### TASK OBJECTIVE
The entries are to be returned exactly as written.

[Region pointing data]
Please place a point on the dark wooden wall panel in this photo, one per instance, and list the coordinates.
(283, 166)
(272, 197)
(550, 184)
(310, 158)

### SOLUTION TO THE EXERCISE
Please place a point on the dark wooden wall panel in this photo, one per instance, and list the coordinates.
(283, 166)
(272, 197)
(550, 184)
(310, 158)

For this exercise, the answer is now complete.